Selected passage section start
I let the Boys go naked again for a few hours. They were really romping around when Donna got here--showing off, I think. Once again, Tucker sweated up in his blanket, so I took it off so he could air dry. Strangely enough, Chance was the only one who took the opportunity to roll.

Which leads to another pondering. I'm not sure why, but some horses have coats that are easier to clean than others. Toby and Tucker are both Thoroughbreds, but Tucker cleans up easily and Toby's coat holds the dirt. This was even true when he was young, so it has something to to with the texture of his natural coat. Chance is, like Toby, a chestnut, but he has an easy coat to clean as well, so it's not a matter of color. It's not length that matters either, as all three Boys have about the same amount of hair.

It used to frustrate me if I had a clinic with Toby in the winter. I would have to spend a lot of time grooming him, even using dry shampoo or hot towels to try to get him clean. And even then, a good slap on his rump would usually raise a cloud of dust. I do not have a place to give a horse a bath in the winter, so I make do.

I've just learned to accept the fact that a clean horse, turnout, and winter just don't make the perfect trio.


  1. sounds like you have a slippery muddy mess on your hands!

    I am finally at a barn that is heated and has indoor wash racks, Fawkes is such a mud monster... I hated winter clinics and shows when we couldn't properly 'wash up'. YOu are right about one thing... you just learn to make do!

    Hope your adjustment leaves you feeling great for at least a couple of days :)

  2. Anonymous9:16 PM

    We don't have mud yet - just compacted snow turning to ice. But I expect we'll have some soon!

    I think different horses do have different coats. Lily's is very silky - it sticks to everything, but she does get very dirty. Norman's coat must be made of Teflon - even though he has lots of white, he always cleaned up beautifully - it's like the dirt didn't stick to him.

    But give me a dark bay every time - covers a lot of sins (except dust, and there's always a washcloth to rub that off with!).

  3. Horse vaccum cleaner, it is what you need. I have seen some in action and WOAW! Fantastic results. I'd loved owning one!

  4. Actually, Muriel, I have a horse vacuum cleaner. While it takes out the worst of the dirt, it still does not get the really fine stuff buried in a winter coat. I used it all the time to clean Toby, and it's a good one, but I would still have residual dust underneath.

  5. We've got the same ground you do I guess. Frozen with mud on top. Hate the slippery mud, I'd rather have the packed snow.

    You're right about the different coats. Out of eight horses in the barn, they all have different coats and a unique set of cleaning problems. The vacuum helps a lot but there's still that layer of underlying dust that only a hose will get. We don't bathe in the winter. They get brushed and vacuumed but we think (maybe incorrectly) that they need all their natural oils to stay warm and keep the worst of the rain,sleet and snow from penetrating to the skin.
Selected passage section end
- [What you need to do] Extract the part of the horse-grooming post that begins with the words "I think different" and ends after the words "that off with!).".
Supplied data section start
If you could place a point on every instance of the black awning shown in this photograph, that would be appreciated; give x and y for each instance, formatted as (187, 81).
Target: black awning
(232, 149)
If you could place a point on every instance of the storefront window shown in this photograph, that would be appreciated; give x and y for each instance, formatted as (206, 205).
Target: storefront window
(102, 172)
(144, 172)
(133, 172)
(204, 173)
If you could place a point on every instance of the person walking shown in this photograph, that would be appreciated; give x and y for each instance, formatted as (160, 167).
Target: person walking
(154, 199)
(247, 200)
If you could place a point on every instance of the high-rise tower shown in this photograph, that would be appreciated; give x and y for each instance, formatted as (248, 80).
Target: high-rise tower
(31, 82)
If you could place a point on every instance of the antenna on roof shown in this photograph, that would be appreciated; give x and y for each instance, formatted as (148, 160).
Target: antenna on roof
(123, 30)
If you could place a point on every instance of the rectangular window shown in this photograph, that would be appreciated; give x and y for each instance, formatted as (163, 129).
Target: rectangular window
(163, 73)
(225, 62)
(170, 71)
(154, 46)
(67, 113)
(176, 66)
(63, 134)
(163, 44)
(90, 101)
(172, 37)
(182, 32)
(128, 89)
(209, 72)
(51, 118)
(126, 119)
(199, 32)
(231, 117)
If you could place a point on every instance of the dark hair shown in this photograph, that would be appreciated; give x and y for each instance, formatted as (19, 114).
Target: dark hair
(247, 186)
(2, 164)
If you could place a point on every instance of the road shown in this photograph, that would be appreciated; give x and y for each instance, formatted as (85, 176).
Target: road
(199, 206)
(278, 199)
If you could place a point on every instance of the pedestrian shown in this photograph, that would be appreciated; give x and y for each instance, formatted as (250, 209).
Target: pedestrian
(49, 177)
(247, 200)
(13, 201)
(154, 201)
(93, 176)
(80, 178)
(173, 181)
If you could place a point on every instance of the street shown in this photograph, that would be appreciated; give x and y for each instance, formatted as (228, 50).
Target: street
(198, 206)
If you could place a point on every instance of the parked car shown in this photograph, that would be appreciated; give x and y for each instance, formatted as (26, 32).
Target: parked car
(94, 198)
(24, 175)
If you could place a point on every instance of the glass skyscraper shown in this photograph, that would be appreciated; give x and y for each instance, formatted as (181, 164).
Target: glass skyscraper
Supplied data section end
- [Response]
I think different horses do have different coats. Lily's is very silky - it sticks to everything, but she does get very dirty. Norman's coat must be made of Teflon - even though he has lots of white, he always cleaned up beautifully - it's like the dirt didn't stick to him.

    But give me a dark bay every time - covers a lot of sins (except dust, and there's always a washcloth to rub that off with!).